## DOCUMENT EXCERPT
◆ ◆ ◆ ◆
Character Constraints¶
The HTTP protocol parser (see Parser) does not completely constrain
some portions of the HTTP request (method
, header-field
, URI
, etc)
to the character sets defined by the relevant RFC’s 3.
The request is parsed to ensure that it satisfies the basic form of an HTTP request — i.e. that the essential structure (version specification, whitespace rules, etc) is correct and is very diligent about bounds checking.
However, the characters allowed by yimmo in some of these fields is a superset of what is allowed by the standard 4 — e.g. check out this unicode mischief:
* Trying 127.0.0.1...
* TCP_NODELAY set
* Connected to 127.0.0.1 (127.0.0.1) port 8081 (#0)
> GET /index.html HTTP/1.1
> Host: 127.0.0.1:8081
> User-Agent: curl/7.64.1
> Accept: */*
> thumbs-👍-up: 123
>
< HTTP/1.1 200 OK
< content-type: text/html
< Content-Length: 2
<
* Connection #0 to host 127.0.0.1 left intact
OK* Closing connection 0
Summary
If your application is using header field names or URI’s verbatim and
the presence of non-ISO-8859-1
characters are problematic, you will need
(at least, for the time being) to validate them application-side.
◆ ◆ ◆ ◆
## RECORDS
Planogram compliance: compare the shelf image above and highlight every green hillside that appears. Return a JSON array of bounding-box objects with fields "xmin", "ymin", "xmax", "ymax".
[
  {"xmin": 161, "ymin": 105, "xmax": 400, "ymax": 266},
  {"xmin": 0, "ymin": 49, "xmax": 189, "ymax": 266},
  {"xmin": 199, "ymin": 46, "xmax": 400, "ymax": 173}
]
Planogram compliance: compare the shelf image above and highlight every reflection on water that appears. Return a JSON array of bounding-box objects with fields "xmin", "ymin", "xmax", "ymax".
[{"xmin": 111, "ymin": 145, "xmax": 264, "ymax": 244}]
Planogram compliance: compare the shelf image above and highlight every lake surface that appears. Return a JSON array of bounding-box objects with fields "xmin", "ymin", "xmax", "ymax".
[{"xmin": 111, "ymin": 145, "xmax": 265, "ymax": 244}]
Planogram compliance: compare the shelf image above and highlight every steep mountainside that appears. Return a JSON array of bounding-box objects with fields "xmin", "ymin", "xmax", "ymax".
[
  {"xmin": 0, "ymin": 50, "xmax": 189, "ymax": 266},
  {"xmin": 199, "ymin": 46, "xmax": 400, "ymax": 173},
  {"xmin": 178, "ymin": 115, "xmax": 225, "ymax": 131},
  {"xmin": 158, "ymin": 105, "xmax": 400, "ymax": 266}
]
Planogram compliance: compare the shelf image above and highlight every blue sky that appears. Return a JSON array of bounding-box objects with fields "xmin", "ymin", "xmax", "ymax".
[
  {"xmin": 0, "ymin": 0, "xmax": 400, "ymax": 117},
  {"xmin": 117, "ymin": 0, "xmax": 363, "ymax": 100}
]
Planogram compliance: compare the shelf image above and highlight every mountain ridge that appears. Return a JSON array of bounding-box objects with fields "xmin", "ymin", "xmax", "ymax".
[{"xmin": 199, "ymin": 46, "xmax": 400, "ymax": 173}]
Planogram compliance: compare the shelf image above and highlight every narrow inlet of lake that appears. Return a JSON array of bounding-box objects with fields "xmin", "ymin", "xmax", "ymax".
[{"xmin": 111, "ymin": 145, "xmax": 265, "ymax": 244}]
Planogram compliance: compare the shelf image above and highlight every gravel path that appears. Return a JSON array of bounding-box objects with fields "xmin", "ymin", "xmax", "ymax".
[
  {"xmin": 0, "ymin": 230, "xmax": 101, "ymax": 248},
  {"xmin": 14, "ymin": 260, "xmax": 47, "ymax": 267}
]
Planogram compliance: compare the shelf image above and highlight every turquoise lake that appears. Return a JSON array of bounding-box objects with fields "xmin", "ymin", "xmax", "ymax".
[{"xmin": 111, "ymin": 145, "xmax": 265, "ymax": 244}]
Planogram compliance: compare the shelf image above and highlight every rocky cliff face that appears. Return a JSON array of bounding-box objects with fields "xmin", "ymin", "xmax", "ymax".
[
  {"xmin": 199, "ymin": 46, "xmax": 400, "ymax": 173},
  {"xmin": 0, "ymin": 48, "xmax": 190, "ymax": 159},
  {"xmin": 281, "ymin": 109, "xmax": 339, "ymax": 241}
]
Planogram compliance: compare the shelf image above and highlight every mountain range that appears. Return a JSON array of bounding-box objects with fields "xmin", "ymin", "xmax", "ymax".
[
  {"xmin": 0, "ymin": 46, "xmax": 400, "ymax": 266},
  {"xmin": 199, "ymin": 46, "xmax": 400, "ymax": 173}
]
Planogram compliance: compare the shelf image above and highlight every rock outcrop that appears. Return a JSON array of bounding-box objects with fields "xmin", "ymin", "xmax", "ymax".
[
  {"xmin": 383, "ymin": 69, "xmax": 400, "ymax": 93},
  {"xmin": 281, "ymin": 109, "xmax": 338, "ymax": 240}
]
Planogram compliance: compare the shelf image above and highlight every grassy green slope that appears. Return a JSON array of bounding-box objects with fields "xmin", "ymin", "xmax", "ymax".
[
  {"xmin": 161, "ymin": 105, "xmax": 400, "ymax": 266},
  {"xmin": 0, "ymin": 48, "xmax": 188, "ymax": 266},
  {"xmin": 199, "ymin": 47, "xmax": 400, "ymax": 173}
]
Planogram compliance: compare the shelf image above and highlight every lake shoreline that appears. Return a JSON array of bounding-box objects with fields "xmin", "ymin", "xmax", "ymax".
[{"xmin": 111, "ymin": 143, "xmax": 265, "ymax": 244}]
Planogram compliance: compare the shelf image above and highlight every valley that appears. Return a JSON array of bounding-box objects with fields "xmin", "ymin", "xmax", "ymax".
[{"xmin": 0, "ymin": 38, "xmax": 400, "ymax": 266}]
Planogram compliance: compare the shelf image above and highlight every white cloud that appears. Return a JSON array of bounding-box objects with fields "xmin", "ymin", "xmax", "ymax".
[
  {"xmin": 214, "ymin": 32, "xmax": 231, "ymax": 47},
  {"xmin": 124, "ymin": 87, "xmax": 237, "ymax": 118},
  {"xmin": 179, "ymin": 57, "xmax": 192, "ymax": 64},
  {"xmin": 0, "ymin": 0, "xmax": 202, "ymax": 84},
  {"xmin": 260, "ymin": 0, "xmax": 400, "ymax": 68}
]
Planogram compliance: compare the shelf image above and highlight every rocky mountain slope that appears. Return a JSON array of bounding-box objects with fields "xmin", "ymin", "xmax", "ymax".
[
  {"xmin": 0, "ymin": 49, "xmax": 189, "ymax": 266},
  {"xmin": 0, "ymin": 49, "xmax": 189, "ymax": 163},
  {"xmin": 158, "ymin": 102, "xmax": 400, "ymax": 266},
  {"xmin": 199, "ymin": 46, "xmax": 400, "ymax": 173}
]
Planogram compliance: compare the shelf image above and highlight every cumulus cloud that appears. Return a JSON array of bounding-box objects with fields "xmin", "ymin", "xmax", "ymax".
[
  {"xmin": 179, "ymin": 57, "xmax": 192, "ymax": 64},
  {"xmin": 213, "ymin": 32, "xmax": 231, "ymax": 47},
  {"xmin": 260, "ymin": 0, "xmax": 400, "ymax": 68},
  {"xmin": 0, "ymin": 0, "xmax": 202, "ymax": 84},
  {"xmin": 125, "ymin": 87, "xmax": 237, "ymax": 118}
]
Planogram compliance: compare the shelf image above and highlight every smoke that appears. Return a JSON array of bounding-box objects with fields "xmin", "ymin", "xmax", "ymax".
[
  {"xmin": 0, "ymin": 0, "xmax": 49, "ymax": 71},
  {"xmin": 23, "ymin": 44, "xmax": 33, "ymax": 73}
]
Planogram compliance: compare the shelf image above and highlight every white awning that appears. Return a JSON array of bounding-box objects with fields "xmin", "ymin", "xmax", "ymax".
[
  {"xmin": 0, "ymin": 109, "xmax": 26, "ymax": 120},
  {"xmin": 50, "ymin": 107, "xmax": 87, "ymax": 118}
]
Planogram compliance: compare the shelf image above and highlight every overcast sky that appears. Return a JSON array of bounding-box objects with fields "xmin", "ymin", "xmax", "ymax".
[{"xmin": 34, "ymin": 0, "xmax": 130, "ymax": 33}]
◆ ◆ ◆ ◆
## LIST OF TASKS
**a)** Answer these questions from the character constraints excerpt, one answer per line and marked the same way:
(i) What port did the curl session connect to?
(ii) What status line did the server send back?
(iii) Which character set does the summary name?
**b)** Please reproduce the part of the character constraints excerpt starting at "However, the characters" and ending at "port 8081 (#0)".

## FINAL RESULTS
**a)**
(i) 8081
(ii) HTTP/1.1 200 OK
(iii) ISO-8859-1

**b)**
However, the characters allowed by yimmo in some of these fields is a superset of what is allowed by the standard 4 — e.g. check out this unicode mischief:
* Trying 127.0.0.1...
* TCP_NODELAY set
* Connected to 127.0.0.1 (127.0.0.1) port 8081 (#0)